§ TEXT FOR ANALYSIS:
━━━
Cognitive Pollution
A couple of weeks ago, I used Claude to vibe code three formative assessment widgets to use in Jupyter and Marimo notebooks. It took less than two hours to get them working, and another 15 minutes to build a fourth. Given how rusty my JavaScript is, and how little I know about the AnyWidget protocol, I believe it would have taken at least a couple of frustrating days to write them by hand. I only have a high-level understanding of how they work (mumble mumble traitlets mumble mumble), but since they are exploratory proofs of concept, I’ve told myself that doesn’t really matter.
Two weeks from now, I will fly from Toronto to London, then to Edinburgh. By doing so, I will be responsible for the emission of approximately one tonne of CO2. That won’t do any measurable harm on its own, but when combined with the emissions of several billion other people, it will make the world my daughter inherits poorer and more dangerous in countless ways. I know that, but I’m still going to get on the plane.
Here’s another analogy. Synthetic opioids have destroyed the lives of hundreds of thousands of people, and while low-level dealers are routinely incarcerated, none of the Sackler family has ever faced serious consequences. On the other hand, the only thing that made the last few months of my brother’s life bearable was a steady drip of those same drugs. I would fight hard against them being banned, but I would also fight hard against them being completely deregulated.
Here’s a third thought. My brother died of mesothelioma, a cancer that is caused by exposure to asbestos. We grew up in a logging town on Vancouver Island; he did cleanup work at the local sawmill as a teenager, but it took decades for the cancer to manifest. I expect it will similarly take years or decades for us to discover the effect chat bots tuned to maximize engagement have had on what young men believe about what women enjoy.
━━━
§ PROBLEMS TO SOLVE:
#1 Please repeat the Cognitive Pollution text word for word, from "Two weeks from" up to and including "being completely deregulated.".
#2 In the Cognitive Pollution text, what caused the death of the writer's brother?

§ EXTRACTED ENTRIES:
━━━
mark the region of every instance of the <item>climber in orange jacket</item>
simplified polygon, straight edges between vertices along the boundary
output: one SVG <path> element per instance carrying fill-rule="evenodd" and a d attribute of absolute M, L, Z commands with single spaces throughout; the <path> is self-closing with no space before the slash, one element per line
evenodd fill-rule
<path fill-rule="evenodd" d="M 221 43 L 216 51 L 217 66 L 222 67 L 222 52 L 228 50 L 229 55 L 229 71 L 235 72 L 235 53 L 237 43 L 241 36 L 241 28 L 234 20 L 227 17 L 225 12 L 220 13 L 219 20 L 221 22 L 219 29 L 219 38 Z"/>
━━━
§ OUTPUTS FOR THE TASKS:
#1
Two weeks from now, I will fly from Toronto to London, then to Edinburgh. By doing so, I will be responsible for the emission of approximately one tonne of CO2. That won’t do any measurable harm on its own, but when combined with the emissions of several billion other people, it will make the world my daughter inherits poorer and more dangerous in countless ways. I know that, but I’m still going to get on the plane.
Here’s another analogy. Synthetic opioids have destroyed the lives of hundreds of thousands of people, and while low-level dealers are routinely incarcerated, none of the Sackler family has ever faced serious consequences. On the other hand, the only thing that made the last few months of my brother’s life bearable was a steady drip of those same drugs. I would fight hard against them being banned, but I would also fight hard against them being completely deregulated.

#2 Mesothelioma, a cancer caused by exposure to asbestos.